--- SOURCE MATERIAL ---

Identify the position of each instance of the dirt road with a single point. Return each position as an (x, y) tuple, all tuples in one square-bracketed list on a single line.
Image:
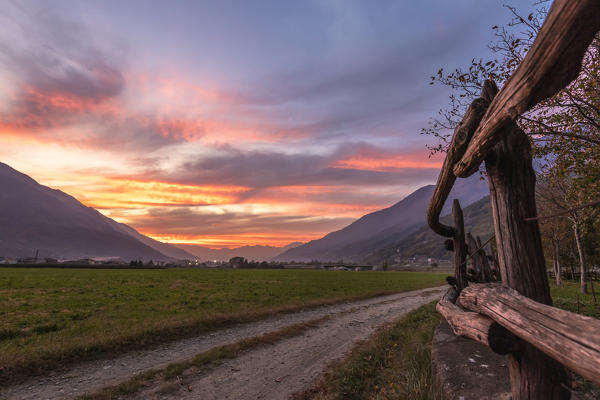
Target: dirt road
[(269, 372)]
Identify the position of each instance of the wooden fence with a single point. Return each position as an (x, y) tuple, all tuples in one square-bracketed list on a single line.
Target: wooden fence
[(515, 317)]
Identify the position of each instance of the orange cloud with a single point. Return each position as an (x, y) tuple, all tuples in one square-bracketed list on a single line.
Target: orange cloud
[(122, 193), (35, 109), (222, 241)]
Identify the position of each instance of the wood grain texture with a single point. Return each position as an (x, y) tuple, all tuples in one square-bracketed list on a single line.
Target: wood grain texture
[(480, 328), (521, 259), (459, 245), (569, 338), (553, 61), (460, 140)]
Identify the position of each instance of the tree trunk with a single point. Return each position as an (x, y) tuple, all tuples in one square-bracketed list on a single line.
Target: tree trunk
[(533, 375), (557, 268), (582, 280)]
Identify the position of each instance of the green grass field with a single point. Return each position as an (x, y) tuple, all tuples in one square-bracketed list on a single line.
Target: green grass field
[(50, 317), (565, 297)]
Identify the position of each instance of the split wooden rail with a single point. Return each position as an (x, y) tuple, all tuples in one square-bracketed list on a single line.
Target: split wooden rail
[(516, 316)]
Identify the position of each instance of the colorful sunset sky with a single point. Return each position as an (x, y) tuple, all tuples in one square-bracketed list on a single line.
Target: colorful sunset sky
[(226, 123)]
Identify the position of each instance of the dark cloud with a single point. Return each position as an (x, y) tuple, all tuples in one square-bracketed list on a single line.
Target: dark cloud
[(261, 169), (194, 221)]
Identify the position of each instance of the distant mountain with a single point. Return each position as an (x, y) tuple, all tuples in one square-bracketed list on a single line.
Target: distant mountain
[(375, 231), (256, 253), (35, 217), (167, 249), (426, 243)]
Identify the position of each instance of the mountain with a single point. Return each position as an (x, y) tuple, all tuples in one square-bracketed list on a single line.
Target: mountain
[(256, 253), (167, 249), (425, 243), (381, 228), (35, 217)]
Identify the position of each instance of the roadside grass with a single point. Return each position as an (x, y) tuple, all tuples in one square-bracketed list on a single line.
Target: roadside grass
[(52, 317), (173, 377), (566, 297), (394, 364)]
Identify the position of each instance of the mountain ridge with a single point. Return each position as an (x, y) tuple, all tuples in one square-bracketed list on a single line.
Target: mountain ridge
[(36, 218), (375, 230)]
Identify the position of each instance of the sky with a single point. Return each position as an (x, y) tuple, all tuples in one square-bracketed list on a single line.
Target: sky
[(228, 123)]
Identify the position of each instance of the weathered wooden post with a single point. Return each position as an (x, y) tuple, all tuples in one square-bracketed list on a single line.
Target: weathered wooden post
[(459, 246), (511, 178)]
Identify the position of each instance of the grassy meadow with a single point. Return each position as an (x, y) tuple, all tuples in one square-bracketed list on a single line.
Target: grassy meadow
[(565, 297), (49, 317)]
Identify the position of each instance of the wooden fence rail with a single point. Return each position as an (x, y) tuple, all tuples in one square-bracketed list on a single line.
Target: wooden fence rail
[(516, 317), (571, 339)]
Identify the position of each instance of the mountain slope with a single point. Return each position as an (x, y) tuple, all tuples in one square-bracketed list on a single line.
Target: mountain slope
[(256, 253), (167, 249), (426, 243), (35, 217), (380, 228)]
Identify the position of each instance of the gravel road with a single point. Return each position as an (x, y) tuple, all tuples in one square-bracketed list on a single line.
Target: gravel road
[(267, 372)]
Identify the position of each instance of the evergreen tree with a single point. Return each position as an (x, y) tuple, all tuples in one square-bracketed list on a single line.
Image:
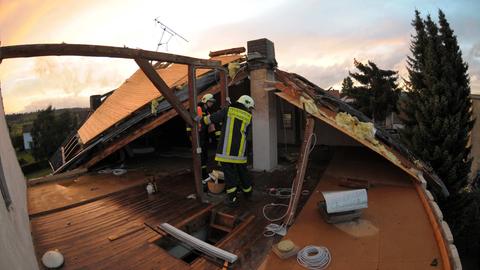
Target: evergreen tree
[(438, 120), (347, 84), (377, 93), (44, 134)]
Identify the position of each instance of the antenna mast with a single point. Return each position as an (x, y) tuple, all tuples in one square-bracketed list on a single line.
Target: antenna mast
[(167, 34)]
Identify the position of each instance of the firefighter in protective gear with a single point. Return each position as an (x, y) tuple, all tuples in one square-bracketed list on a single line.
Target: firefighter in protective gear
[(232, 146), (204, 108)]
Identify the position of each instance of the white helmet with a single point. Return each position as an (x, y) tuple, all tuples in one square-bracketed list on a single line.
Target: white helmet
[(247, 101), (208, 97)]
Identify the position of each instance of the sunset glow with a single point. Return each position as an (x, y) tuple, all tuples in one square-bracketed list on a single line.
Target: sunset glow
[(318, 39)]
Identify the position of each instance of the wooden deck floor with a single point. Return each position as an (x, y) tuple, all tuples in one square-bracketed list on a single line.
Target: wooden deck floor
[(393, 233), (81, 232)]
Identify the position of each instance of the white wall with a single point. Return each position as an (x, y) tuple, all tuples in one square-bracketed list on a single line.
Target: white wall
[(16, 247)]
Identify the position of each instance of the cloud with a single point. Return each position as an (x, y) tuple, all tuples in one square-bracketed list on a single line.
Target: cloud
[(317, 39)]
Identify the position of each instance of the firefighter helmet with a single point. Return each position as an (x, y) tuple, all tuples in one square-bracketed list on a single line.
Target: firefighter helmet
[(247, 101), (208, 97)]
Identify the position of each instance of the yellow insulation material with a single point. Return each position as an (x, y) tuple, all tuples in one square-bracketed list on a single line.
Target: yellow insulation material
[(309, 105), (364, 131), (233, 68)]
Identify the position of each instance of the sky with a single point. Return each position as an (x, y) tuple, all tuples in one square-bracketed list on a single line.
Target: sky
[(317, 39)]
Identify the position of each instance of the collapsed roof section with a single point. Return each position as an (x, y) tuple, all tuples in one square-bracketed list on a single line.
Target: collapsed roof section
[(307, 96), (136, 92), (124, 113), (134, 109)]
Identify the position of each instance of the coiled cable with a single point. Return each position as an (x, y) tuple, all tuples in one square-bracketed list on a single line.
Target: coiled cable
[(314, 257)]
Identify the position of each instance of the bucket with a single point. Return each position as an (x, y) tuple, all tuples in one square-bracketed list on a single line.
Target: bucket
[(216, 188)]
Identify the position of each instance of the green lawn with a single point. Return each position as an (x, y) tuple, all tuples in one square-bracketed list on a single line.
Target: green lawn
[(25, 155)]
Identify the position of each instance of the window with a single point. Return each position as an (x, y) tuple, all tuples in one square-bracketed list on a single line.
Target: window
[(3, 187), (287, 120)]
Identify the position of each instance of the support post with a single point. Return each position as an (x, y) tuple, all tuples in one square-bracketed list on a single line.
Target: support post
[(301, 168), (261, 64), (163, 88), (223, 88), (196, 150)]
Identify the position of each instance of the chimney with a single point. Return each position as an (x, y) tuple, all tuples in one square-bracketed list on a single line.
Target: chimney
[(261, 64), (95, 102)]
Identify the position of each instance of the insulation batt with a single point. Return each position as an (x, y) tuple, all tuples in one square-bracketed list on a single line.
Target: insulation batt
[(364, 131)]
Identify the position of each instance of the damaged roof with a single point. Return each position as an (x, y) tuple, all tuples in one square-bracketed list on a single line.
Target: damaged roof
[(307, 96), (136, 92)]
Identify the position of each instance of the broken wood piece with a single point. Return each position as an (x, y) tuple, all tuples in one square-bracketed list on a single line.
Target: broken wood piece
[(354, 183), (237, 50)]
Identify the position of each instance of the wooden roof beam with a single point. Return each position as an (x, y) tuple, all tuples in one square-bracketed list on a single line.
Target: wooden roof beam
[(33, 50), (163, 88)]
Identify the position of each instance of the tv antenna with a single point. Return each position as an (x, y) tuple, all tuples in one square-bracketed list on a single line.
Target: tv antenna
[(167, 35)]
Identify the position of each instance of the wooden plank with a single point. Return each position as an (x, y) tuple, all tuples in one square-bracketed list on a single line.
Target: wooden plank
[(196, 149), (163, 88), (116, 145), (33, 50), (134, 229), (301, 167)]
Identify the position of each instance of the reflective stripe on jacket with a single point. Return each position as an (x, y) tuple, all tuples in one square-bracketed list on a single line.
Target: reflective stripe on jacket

---

**ACTIVITY**
Please report every line of the listing that contains the string "reflective".

**SOLUTION BELOW**
Identify the position of each instance of the reflective stripe on jacket with a single point. Return each position as an (x, y) tuple, all tuples in one square-bracketed list on a single line.
Target: reflective stripe on jacket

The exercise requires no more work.